====== TEXT UNDER STUDY

Case 2: A 45-year-old, female was scheduled for staging laparotomy for ovarian malignancy under general anaesthesia. Pre-anaesthetic evaluation was unremarkable. Standard anaesthetic technique was used. Intra-operatively, patient's vitals remained stable and but her urine output was only 30 ml at 1.5 h. Fluid administered was adequate, and the bladder was not distended. A fluid challenge (500 ml Ringer's lactate) was administered followed by furosemide (10 mg) IV. Otherwise, patient had received crystalloid (3000 ml), colloid (500 ml) and blood (one unit). Patient had lost one litre of blood intraoperatively. Surgery lasted 3.5 h. The patient remained haemodynamically stable (HR: 62-76/min, BP: 110/76-126/82 mmHg). While abdomen closure was in progress, HR increased from 62/min to 157/min, BP 158/114 mmHg, irregular pulse and multiple atrial ectopics. Per-abdomen examination revealed an over distended bladder due to blocked catheter. Following a saline flush, 500 ml urine was drained. Within seconds of bladder decompression, HR decreased from 150 to 60/min and BP was 117/65 mmHg. The patient made an uneventful recovery.

Urinary retention(UR) is common after anaesthesia and surgery with a reported incidence between 5% and 70%. [2] The risk factors for UR include anaesthetic (excessive fluid administration, opioids, anticholinergics, neuraxial blockade); surgical (hernia repair, rectal and urologic surgery, duration of surgery >2 h) and patient factors (previous history of UR, underlying neurologic dysfunction, age >60 years, pre-existing contracted bladder). [3]

Clot retention (catheter blockage) manifests itself with suprapubic distension, severe lower abdominal discomfort, decreased or no exit of fluid and leakage of fluid/urine around the catheter. Symptoms of pain and lower abdominal discomfort may be masked by regional anaesthesia where bladder filling perception is abolished, [2] as in case 1. However, decreased fluid exit and presence of leakage around the catheter should alert to presence of catheter obstruction in a post-TURP patient. Close monitoring for colour and consistency of bladder returns, patency of inflow/outflow tubing and rate of irrigation can prevent postoperative bladder distension.

============

* PROBLEM SET *
1. According to the case report on bladder distension, what caused the 45-year-old patient's bladder to become over distended?
2. Using the case report on bladder distension, explain why pain and lower abdominal discomfort may fail to reveal a blocked catheter.
3. Proceed with the case report on bladder distension, starting after its final sentence.

====== ENTRIES PROVIDED

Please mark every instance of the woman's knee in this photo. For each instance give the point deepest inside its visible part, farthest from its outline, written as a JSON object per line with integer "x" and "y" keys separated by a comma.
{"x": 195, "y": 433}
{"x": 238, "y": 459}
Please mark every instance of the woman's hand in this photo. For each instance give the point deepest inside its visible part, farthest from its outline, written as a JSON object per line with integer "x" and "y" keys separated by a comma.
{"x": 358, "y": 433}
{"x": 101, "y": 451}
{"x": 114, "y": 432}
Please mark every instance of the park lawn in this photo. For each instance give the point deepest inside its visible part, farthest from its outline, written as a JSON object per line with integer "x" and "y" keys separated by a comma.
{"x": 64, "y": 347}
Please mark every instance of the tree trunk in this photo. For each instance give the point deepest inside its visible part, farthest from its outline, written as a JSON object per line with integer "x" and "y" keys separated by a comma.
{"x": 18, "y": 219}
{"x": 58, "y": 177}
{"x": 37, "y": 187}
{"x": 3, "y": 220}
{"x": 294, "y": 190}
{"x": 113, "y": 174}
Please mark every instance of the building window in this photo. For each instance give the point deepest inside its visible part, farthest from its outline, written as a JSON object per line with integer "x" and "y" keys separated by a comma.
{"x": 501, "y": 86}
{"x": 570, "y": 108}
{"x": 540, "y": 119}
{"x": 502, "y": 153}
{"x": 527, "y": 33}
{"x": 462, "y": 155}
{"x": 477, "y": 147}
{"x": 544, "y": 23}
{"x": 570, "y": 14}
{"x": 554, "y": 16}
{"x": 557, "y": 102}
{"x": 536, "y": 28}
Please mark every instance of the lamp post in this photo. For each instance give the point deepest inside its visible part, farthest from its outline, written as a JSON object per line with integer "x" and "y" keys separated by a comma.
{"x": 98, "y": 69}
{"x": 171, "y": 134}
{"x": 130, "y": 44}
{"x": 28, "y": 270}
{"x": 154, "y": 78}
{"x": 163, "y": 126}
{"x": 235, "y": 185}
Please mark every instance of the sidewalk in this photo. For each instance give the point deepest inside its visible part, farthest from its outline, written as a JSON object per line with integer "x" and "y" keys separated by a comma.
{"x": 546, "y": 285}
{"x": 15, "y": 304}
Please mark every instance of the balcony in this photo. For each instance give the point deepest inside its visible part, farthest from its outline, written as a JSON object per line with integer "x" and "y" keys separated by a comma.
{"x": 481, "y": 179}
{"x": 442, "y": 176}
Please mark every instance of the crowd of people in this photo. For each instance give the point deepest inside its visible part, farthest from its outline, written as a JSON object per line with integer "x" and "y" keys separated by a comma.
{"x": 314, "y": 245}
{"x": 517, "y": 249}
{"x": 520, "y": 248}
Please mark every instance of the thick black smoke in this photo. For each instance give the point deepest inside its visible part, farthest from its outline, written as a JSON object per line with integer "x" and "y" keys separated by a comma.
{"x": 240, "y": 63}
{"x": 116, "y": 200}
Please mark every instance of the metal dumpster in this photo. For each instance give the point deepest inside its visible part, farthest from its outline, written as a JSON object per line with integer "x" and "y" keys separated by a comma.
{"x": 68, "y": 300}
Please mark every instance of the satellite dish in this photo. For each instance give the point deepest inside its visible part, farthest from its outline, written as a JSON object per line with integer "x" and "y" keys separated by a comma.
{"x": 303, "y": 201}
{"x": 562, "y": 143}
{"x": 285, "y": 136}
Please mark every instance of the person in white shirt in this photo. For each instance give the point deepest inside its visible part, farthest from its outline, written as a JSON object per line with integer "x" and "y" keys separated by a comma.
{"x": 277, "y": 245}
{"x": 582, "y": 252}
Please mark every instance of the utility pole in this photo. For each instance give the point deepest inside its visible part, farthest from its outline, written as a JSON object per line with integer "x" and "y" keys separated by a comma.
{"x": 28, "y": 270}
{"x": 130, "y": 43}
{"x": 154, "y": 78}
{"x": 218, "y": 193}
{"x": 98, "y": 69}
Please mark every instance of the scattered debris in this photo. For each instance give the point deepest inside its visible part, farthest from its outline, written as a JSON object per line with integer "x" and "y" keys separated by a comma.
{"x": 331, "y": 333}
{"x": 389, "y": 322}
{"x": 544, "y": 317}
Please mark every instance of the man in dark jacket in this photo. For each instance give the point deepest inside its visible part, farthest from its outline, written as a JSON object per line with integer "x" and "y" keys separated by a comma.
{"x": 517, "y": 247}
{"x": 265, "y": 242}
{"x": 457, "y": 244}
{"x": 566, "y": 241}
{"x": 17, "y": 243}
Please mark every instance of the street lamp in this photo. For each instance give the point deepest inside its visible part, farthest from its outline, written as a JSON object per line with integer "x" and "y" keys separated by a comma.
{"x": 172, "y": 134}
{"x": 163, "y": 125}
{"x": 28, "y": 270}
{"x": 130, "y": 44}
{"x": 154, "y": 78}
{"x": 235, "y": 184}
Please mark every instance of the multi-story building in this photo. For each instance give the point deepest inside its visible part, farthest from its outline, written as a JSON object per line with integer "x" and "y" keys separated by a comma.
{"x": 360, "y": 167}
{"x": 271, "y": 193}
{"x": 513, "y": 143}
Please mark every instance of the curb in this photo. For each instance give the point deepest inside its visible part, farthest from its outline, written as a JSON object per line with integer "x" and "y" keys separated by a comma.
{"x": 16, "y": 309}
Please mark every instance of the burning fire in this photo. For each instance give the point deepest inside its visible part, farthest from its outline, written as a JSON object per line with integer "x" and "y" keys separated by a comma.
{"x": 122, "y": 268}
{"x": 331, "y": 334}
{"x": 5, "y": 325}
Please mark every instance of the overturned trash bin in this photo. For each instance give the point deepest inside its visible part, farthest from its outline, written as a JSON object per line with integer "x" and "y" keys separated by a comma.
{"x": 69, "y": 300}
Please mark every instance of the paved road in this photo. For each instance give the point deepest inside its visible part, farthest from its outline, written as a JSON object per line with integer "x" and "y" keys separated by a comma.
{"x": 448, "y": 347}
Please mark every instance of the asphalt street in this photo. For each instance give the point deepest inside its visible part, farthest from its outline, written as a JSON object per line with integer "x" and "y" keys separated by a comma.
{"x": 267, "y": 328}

============

* RESULTS FOR THE EXERCISE *
1. A blocked catheter.

2. Under regional anaesthesia, the perception of bladder filling is abolished, so these symptoms can be masked, as in case 1. That is why decreased fluid exit and leakage around the catheter should alert staff to catheter obstruction in a post-TURP patient.

3.
In case 2, furosemide was administered as urine output was less than optimal despite adequate fluid replacement, no response to a fluid challenge and after confirmation of a non-distended bladder by the surgeon during laparotomy. A blocked catheter resulted in bladder over-distension and consequent haemodynamic manifestations. Prior to administration of a diuretic, it is imperative that the patency of the urinary catheter (kinking/obstruction) and its correct position in the bladder be ascertained.

Normal adult bladder capacity ranges between 400 and 600 ml. [3] The first need to void is experienced at a bladder volume of 150 ml and the urge to void at 300 ml. [3] Dullness of the bladder to the level of the umbilicus provides a rough estimate of at least 550 ml of urine, but it can vary as much as 1000 ml with dullness extending above the umbilicus. [4] Spontaneous voiding of urine does not occur until after segmental sensory analgesia has regressed to S3.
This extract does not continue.